Exercise description – Please give the listing again, word for word, with nothing left out.
▼
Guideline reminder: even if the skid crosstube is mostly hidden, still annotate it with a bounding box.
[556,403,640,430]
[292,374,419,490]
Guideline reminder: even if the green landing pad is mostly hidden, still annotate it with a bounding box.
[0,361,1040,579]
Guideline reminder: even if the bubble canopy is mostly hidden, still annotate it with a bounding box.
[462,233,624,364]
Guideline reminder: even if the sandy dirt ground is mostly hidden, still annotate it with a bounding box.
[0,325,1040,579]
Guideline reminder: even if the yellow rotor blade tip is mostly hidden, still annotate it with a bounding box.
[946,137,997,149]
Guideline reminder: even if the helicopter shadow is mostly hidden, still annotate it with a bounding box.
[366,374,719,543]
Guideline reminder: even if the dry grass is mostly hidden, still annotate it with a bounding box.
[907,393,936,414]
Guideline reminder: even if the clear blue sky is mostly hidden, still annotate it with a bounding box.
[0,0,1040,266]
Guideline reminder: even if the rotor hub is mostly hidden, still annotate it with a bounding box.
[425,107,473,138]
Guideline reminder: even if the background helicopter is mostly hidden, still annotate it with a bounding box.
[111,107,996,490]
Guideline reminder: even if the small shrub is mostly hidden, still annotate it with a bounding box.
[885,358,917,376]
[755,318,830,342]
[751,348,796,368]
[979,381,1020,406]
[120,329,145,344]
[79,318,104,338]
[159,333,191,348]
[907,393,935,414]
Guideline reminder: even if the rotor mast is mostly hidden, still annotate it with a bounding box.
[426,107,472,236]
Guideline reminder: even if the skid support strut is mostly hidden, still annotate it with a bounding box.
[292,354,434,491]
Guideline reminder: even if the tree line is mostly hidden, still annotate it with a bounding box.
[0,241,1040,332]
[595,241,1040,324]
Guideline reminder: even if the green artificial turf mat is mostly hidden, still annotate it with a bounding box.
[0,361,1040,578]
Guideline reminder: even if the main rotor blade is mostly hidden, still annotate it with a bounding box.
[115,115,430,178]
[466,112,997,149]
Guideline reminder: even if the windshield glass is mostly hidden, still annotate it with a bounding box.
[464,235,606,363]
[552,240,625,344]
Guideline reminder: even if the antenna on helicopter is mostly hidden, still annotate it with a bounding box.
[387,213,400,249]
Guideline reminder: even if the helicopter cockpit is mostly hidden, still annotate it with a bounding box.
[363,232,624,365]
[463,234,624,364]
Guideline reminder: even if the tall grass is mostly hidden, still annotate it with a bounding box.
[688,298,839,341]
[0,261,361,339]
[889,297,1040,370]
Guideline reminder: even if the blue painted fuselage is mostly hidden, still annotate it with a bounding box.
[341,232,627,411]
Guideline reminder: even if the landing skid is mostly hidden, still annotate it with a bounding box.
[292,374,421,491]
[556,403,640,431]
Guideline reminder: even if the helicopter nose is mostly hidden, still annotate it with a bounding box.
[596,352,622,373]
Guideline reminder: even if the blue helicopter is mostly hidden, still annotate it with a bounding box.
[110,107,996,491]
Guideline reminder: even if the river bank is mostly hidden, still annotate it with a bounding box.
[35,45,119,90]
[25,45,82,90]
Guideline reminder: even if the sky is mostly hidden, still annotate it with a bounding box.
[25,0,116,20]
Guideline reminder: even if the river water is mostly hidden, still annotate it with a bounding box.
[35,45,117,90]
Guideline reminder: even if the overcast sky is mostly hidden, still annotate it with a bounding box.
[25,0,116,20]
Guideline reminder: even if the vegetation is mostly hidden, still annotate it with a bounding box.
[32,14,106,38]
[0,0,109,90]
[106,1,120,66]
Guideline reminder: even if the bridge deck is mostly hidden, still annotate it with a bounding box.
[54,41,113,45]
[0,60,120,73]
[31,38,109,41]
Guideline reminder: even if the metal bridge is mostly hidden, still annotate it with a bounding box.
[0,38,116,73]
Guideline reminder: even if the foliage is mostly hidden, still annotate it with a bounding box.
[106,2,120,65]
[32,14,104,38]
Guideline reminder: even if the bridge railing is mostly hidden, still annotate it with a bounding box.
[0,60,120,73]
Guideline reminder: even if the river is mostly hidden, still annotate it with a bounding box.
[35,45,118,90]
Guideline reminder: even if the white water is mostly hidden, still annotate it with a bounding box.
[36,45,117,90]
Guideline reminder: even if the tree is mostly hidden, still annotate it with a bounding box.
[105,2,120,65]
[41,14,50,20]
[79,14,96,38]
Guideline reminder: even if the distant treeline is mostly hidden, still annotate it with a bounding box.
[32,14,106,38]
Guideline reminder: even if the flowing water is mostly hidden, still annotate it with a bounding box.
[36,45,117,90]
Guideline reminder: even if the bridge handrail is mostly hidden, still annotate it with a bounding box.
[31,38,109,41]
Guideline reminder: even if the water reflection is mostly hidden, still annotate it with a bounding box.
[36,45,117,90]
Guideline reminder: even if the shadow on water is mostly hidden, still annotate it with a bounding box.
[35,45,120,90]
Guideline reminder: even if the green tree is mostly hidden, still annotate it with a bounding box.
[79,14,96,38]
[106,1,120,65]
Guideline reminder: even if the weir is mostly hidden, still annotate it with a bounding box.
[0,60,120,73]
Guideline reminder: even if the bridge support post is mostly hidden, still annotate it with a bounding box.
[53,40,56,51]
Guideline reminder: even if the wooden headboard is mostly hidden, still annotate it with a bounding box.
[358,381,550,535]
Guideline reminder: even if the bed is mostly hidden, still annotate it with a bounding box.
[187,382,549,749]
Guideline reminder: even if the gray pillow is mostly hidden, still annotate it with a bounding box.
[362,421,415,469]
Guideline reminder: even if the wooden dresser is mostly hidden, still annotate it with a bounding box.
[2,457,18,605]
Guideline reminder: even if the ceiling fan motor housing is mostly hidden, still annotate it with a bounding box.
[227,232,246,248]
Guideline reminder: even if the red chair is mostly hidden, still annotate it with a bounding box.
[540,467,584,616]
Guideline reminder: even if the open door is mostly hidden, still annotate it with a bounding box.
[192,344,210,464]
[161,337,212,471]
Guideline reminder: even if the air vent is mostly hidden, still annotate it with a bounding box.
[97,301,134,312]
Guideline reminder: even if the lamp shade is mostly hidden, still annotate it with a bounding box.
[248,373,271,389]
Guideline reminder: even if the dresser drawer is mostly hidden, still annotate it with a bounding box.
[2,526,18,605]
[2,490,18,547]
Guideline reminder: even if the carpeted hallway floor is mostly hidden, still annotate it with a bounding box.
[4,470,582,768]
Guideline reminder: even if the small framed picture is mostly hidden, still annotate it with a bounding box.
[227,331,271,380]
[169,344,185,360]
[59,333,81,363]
▲
Exercise answer –
Guideline reminder: even if the skid crosstube is mostly hidden, still annotate it with a bounding box.
[556,403,640,430]
[292,374,419,490]
Guideline reminder: even if the green landing pad is mostly hidden, still annotate it with a bounding box.
[0,361,1040,579]
Guideline reminder: even if the bubble canopy is mostly hidden, still annotate it with a bounding box.
[462,233,624,364]
Guideline reminder: even if the sandy dirt ground is mostly hidden, still annotate it with a bounding box.
[0,325,1040,579]
Guideline reminder: even if the yellow rotor blade tip is mostly hidden, still annotate it with a bounding box.
[946,137,997,149]
Guideline reminder: even if the helicopter shadow is mostly hidden, still annotate it with a bounding box.
[366,374,719,543]
Guideline reminder: even if the dry grass is mostly hidden, still annotate it with a bounding box.
[907,393,936,414]
Guideline reminder: even if the clear blue sky is mostly hidden, still annotate it with a bounding box.
[0,0,1040,266]
Guideline reminder: even if the rotor hub is mostly hidden, still annotate it with a bounding box.
[425,107,473,138]
Guideline reminder: even if the background helicopter is mostly hidden, still annotate it with a bounding box.
[111,107,996,490]
Guideline reminder: even if the small shrub is mostly hidden, still annotate it with a bounding box.
[885,358,917,376]
[755,318,830,342]
[751,348,796,368]
[979,381,1020,406]
[120,329,145,344]
[79,318,104,338]
[159,333,191,348]
[907,393,935,414]
Guideline reminder: even if the rotor mast is mostly hidden, still annotate it with a bounding box.
[426,107,472,236]
Guideline reminder: even if the skid support strut is mostly hidden, still annotate it with a bounding box.
[292,354,434,491]
Guideline reminder: even if the tree line is mostly hidden, still annotate it with a bounding box.
[0,241,1040,332]
[595,241,1040,324]
Guideline reminder: even if the green artificial turf mat is mostly hidden, still annotate it with a bounding box.
[0,361,1040,578]
Guideline reminder: even if the main rotor blade is mostly hidden, still annotate it with a bounding box.
[115,115,430,178]
[466,112,997,149]
Guideline reminder: even if the windshield glass is mostly hidden, still annotate it with a bounding box.
[464,235,606,363]
[552,240,625,344]
Guideline reminder: even if the antenna on helicopter is mostly hidden, still annotate it with a bounding box.
[387,213,400,249]
Guideline reminder: even if the helicopter cockpit is mostly hidden, still annotate it with a bounding box.
[363,232,624,365]
[463,234,624,364]
Guideline reminder: even if the tall grass is mostly hidden, still annotate it with a bounding box.
[688,298,839,341]
[0,261,361,339]
[889,297,1040,370]
Guideline reminder: even if the blue painted fuselage is mostly hidden, still annotate it with a bounding box.
[341,232,627,411]
Guideline reminder: even if the landing skid is mostly hidden, still annotate it with a bounding box.
[292,374,421,491]
[556,403,640,431]
Guideline reminder: even if the helicopter nose is mostly hidden, still annotate it with a bounding box.
[596,352,622,373]
Guideline reminder: even if the blue helicopter is mostly hidden, still annotate it with a bounding box.
[110,107,996,491]
Guideline reminder: even if the river bank is mostly hidden, still annotate it with a bounding box.
[35,45,119,90]
[25,45,82,90]
Guideline reminder: even if the sky is mostly hidden, still annotate it with a bounding box.
[25,0,116,20]
Guideline reminder: even if the river water is mostly hidden, still annotate it with a bounding box.
[35,45,117,90]
Guideline reminder: even if the overcast sky is mostly hidden, still annotate it with a bounding box.
[25,0,116,20]
Guideline reminder: even if the vegetation is mostly hidden, still annotate it with a bounding box.
[32,14,106,38]
[0,0,109,90]
[106,1,120,66]
Guideline reminder: even if the bridge deck is mostly hidden, still annotate it with a bounding box.
[54,41,113,45]
[0,60,120,73]
[31,38,109,41]
Guideline reminder: even if the metal bridge is mostly hidden, still annotate it with a bounding box.
[0,38,116,73]
Guideline reminder: even if the foliage is mostly hidden, still annotate it with a bounding box.
[106,2,120,65]
[32,14,104,38]
Guideline reminder: even if the bridge railing is mostly hidden, still annotate it with a bounding box.
[0,60,120,73]
Guideline reminder: even if the river is mostly hidden, still annotate it with a bounding box.
[35,45,118,90]
Guideline reminder: even if the white water is mostly hidden, still annotate it with a bounding box.
[36,45,117,90]
Guideline reminder: even if the tree is mostly hidden, still annotate it with a bounding box.
[105,2,120,65]
[41,14,50,20]
[79,14,96,38]
Guideline reminder: even if the distant treeline is mostly hidden, still annotate it with a bounding box.
[32,14,106,38]
Guideline reminder: even if the flowing water is mostly hidden, still annotate it with a bounding box.
[36,45,117,90]
Guideline reminder: even if the bridge handrail is mostly hidden, still annotate it with a bounding box.
[31,38,109,41]
Guideline reminder: even if the water reflection is mostly hidden, still annotate it with a bounding box.
[36,45,117,90]
Guideline reminder: even if the shadow on water is mostly hidden, still annotate it with a bounding box.
[35,45,120,90]
Guideline reminder: even if the green tree is mostly hidden, still annotate it with a bounding box.
[79,14,96,38]
[106,1,120,65]
Guideline reminder: even if the weir is mostly hidden, still annotate it with a bounding box.
[0,60,120,73]
Guideline reminder: even if the bridge support post is mostly hidden, still annotate it with a bounding box.
[53,40,56,51]
Guideline reminder: even if the wooden headboard is mostly hidden, still annotate it with a bounding box.
[358,381,550,535]
Guideline reminder: even if the bed is mostly hidden, still annotate it with a bounding box.
[187,382,549,749]
Guideline reminder: even if the gray pillow is mostly hidden, still annotate it with a bounding box.
[362,421,415,469]
Guideline reminder: even if the wooden dresser is mostly hidden, still annotate it with a bounding box.
[2,457,18,605]
Guideline reminder: even if the ceiling fan motor housing is mostly hidden, still annotate it with a bounding box.
[227,232,246,248]
Guideline reminder: even if the red chair is mostly hidden, still annotate it with a bounding box.
[540,467,584,616]
Guideline reminder: even if the open door is mostly hidden, still annotate it with a bounding box.
[192,344,210,464]
[161,337,212,471]
Guideline reminder: even if the air vent is mostly hidden, still annotate it with a bounding box.
[97,301,134,312]
Guideline reminder: even if the lamp shade is mostly hidden, still annotate it with a bounding box.
[248,373,271,389]
Guideline reminder: even if the dresser drawer is mostly hidden, still annotate it with a bounding box.
[2,526,18,605]
[2,490,18,547]
Guideline reminder: even if the carpeted hallway floor is mostly hidden, still annotate it with a bounding box.
[4,470,582,768]
Guideline reminder: even if the small framed picture is mostly hidden, still annotate it with a bounding box.
[227,331,271,380]
[169,344,185,360]
[59,333,81,363]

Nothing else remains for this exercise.